● Selected passage
● ● ● ●

You know this is honey, right?
Maybe I'll just go find a good book and curl up in the comfy chair with it and a coffee, before going off and contemplating those mushrooms ... or perhaps I should go and do some baking. Or both.

(Just in case you wondered, all the photos are from Saturday's market, taken with the faithful 35mm lens 'cos neither of the zooms will let me get in close enough when I want to. Also the lighting is kinda random - being a mix of neons, halogen spots, incandescents and, should the stall-holder feel like it, tallow candles or oil lamps - which makes getting the white balance right a bit of a hit-or-miss affair. So up to four or five shots to get one that's not tinted red, or blue, or too flat ... thank god for digital cameras, I say.)

Sunday, November 27, 2011

I Am Curious (Not Yellow) ...

I have never really understood just why it should be that some people seem perpetually surprised that I can actually cook. That they should be stunned that I can get out of bed without falling over, or tie my own shoelaces without adult supervision: now that I can comprehend, given that I show few signs of competence in either area, but cooking? I suppose, looked at one way, it's sort of flattering ... mind you, looking at it that way does require you to believe that men are completely useless in the kitchen too, thereby permitting surprise at the discovery that one can cook at all, let alone do it well.

● ● ● ●

● Written problem 1
Check each statement against the blog excerpt and say yes or no, quoting the words from it that settle the matter: (a) The market photos were taken with a zoom lens. (b) The market lighting includes halogen spots. (c) The entry about cooking is dated Sunday, November 27, 2011.
● Written problem 2
In the blog excerpt, how many shots can it take to get one photo that isn't tinted or too flat?
● Written problem 3
Carry on writing the blog excerpt about being able to cook, starting after its final sentence.
The material after this point plays no part in the work here.

Saved data entries:
● ● ● ●

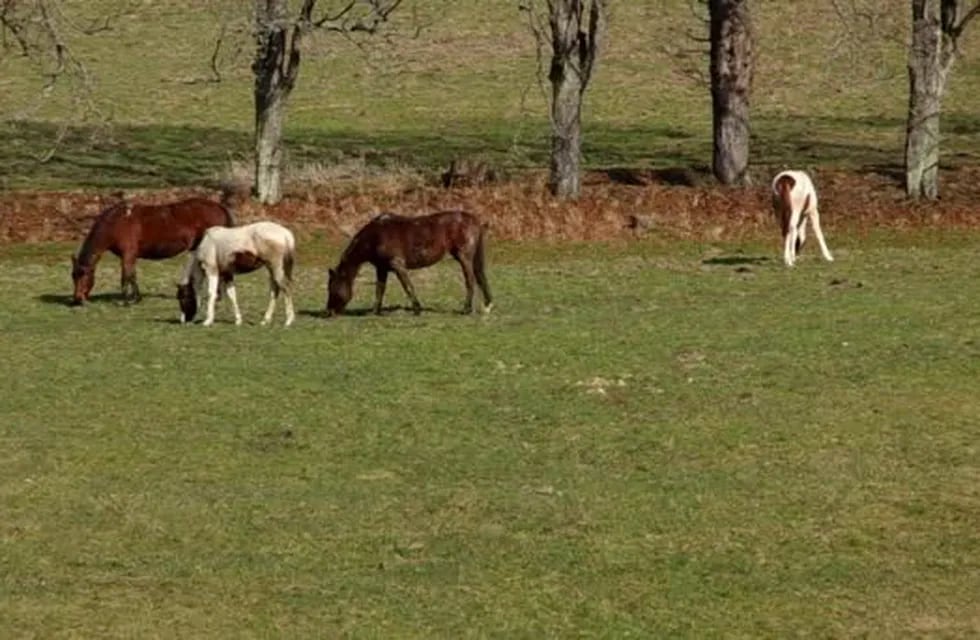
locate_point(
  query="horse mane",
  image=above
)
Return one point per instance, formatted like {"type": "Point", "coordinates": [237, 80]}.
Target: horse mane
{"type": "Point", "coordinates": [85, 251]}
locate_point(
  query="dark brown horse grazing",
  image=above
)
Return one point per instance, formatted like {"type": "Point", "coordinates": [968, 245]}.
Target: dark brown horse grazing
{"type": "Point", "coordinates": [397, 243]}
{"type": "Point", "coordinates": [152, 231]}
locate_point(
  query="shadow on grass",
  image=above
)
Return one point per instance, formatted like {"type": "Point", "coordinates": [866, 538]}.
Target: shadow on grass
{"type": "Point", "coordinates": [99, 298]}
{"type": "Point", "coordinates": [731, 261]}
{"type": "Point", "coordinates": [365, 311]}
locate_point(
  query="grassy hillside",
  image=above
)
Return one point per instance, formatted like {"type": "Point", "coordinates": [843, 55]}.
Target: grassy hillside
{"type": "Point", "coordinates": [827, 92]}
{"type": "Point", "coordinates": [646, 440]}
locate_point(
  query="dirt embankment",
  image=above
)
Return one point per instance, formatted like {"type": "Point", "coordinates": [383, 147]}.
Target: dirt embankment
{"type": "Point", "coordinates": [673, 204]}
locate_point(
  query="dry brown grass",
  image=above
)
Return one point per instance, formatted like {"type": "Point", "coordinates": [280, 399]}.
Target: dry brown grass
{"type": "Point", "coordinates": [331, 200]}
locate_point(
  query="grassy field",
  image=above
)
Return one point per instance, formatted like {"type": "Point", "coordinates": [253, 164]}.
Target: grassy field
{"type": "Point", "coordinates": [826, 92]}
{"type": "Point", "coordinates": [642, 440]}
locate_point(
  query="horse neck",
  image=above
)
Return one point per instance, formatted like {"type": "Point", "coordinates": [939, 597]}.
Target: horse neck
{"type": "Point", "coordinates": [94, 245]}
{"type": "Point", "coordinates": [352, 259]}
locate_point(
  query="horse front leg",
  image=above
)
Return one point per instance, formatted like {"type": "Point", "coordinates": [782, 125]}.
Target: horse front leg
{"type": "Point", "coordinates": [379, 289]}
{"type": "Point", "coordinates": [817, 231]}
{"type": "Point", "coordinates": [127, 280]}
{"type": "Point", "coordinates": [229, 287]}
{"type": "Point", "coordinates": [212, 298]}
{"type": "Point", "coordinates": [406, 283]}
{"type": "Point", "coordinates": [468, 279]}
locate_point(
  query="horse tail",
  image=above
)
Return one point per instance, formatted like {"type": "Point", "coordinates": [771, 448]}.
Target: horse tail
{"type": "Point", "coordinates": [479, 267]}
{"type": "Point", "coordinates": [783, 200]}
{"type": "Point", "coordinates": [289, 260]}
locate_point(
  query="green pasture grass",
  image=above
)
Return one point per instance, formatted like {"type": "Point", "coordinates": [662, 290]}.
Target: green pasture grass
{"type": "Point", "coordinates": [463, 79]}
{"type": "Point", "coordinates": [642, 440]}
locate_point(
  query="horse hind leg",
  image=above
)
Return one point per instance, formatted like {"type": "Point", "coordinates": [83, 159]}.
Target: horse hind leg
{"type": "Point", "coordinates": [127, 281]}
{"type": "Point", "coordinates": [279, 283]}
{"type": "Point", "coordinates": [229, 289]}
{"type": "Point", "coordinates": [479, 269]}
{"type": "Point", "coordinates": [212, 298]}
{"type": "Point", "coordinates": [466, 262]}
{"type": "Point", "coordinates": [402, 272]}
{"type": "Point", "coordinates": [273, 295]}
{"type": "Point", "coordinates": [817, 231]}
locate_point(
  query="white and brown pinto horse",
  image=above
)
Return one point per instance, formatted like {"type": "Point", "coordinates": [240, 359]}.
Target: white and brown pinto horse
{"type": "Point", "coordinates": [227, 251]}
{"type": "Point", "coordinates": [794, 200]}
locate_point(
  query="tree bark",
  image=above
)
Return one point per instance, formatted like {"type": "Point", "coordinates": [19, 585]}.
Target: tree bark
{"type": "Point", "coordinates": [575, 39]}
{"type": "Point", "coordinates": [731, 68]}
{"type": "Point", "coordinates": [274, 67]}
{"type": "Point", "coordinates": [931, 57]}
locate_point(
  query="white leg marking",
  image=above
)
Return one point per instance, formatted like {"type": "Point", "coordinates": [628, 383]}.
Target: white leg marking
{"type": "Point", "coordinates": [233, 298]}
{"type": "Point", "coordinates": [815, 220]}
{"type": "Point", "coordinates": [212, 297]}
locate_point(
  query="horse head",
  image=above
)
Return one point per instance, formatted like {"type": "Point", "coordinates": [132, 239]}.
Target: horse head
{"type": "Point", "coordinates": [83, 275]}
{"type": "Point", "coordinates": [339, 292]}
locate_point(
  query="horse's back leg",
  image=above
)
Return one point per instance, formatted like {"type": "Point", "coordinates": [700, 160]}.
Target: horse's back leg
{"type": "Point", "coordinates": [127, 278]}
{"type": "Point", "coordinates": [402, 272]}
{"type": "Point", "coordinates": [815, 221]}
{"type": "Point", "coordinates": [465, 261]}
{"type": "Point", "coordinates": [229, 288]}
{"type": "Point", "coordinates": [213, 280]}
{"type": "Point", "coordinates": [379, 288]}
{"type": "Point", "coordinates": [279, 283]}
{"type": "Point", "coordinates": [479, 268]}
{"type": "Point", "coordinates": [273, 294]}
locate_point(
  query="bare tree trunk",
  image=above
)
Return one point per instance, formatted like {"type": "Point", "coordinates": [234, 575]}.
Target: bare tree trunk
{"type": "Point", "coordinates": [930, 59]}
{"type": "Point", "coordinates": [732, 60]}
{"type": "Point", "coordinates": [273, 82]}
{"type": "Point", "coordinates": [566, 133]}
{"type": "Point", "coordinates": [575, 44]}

● ● ● ●

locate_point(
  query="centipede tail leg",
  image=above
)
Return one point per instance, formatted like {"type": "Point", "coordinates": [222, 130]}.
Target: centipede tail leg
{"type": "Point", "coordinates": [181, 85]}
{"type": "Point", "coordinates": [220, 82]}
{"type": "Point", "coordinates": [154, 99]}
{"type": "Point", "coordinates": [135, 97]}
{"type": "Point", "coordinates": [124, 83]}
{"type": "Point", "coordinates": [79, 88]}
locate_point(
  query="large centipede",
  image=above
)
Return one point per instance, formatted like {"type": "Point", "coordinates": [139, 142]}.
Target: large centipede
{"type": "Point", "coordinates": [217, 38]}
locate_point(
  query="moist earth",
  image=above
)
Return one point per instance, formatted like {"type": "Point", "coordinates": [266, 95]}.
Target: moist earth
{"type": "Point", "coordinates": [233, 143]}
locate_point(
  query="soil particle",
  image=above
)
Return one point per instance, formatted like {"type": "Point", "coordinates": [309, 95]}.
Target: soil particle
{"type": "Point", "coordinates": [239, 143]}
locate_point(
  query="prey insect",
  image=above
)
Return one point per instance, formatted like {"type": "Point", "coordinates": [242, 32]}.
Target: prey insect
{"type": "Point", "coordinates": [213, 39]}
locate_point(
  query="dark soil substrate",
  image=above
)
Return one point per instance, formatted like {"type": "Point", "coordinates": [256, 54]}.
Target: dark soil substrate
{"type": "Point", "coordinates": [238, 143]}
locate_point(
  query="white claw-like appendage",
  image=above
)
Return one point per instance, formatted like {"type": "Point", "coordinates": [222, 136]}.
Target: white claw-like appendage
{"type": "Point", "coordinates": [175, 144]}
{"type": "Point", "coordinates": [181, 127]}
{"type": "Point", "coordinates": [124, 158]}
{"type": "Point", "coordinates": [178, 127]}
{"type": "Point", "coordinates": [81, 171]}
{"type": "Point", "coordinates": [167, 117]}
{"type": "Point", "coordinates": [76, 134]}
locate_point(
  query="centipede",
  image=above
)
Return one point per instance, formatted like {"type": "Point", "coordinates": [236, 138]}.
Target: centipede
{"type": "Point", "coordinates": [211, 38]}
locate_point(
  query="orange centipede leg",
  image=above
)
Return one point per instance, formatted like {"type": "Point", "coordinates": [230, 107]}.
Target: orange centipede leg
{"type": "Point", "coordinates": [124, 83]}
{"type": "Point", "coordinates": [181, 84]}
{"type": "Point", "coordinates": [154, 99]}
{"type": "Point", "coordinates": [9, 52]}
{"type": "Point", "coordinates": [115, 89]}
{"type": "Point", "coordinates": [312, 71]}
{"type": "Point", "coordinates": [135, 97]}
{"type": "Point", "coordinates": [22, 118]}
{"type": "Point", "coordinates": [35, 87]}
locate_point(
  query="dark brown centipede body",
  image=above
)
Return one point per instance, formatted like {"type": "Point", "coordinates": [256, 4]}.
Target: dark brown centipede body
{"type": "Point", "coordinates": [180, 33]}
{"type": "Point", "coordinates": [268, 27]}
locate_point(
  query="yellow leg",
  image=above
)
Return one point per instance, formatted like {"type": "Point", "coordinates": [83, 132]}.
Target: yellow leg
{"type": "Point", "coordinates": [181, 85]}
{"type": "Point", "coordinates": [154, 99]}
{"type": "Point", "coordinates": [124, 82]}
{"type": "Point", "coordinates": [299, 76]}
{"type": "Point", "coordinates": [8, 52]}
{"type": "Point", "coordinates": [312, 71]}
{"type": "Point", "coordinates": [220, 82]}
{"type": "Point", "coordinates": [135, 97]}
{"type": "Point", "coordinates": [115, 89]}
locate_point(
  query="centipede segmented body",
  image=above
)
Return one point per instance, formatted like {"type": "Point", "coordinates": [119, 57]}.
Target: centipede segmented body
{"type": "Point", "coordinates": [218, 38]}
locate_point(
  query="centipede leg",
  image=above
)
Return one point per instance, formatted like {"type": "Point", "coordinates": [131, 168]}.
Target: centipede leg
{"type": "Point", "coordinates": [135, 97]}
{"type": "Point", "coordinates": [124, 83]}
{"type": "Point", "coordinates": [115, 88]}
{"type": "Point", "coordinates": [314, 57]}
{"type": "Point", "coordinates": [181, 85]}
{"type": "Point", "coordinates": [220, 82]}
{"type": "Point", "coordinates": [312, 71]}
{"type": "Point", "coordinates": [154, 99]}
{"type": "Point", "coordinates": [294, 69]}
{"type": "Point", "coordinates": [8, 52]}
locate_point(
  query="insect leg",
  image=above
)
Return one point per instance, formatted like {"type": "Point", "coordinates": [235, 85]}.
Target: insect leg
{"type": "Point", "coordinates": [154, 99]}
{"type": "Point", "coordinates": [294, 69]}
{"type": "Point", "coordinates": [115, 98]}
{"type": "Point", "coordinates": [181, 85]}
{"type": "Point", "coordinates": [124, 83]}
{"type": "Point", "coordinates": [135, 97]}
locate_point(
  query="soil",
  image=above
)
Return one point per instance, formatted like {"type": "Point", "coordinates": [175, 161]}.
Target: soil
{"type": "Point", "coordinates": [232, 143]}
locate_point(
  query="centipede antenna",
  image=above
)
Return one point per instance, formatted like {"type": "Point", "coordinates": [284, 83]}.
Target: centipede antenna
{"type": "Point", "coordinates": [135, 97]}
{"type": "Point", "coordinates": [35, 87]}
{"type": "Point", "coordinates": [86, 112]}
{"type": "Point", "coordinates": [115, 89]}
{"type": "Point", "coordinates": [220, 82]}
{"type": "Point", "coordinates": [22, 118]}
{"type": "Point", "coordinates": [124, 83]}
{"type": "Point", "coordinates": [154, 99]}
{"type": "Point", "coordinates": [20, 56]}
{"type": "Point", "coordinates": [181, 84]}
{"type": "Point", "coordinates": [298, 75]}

● ● ● ●

● Exercise result 1
(a) No: "taken with the faithful 35mm lens 'cos neither of the zooms will let me get in close enough when I want to."
(b) Yes: "being a mix of neons, halogen spots, incandescents"
(c) Yes: "Sunday, November 27, 2011"

● Exercise result 2
Up to four or five shots.

● Exercise result 3
You'd think Sophie would know better - we've known each other for years, and I've made her godnose how many lunches - but still on Saturday she had a look on her face like a stunned mullet (which does not come naturally to her, but is actually a pretty neat trick if you can pull it off; must be handy for childrens' parties) as I made up some bastard puff pastry in her totally impractical (but admittedly well-lit) kitchen. OK, it is a bit of a feat in itself I admit, given that her total unencumbered bench space must be about 10cm² and I had to use a wine bottle instead of a rolling pin (yes, I bring my own gear when I cook, but I refuse to take an entire suitcase full just in case something's missing), but she's seen me do that sort of thing before.

And yet, each time, there's this look of dawning amazement and pride, as though some well-loved but particularly stupid pet has managed to do something clever and not involving bowel motions. I taxed her with this, and she said that she actually likes to watch me work; "j'aime te regarder travailler; tu fais des beaux gestes". I'm not entirely sure that I believe that, but I suppose that I should: it's better than the alternatives.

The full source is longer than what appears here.